Recorded data
========================
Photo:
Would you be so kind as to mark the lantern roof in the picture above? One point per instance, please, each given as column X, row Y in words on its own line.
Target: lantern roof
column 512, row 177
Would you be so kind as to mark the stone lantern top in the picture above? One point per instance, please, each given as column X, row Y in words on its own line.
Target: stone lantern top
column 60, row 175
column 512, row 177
========================
# [Task]
Copy out all of the data above line for line, with every word, number, and punctuation mark kept as it is.

# [Finished answer]
Photo:
Would you be so kind as to mark the lantern roof in the picture above? One point per instance, please, each given as column X, row Y in words on its own line.
Target: lantern roof
column 512, row 177
Would you be so kind as to mark the stone lantern top in the picture above? One point per instance, please, each given as column X, row Y in words on its own line.
Target: stone lantern top
column 60, row 175
column 512, row 177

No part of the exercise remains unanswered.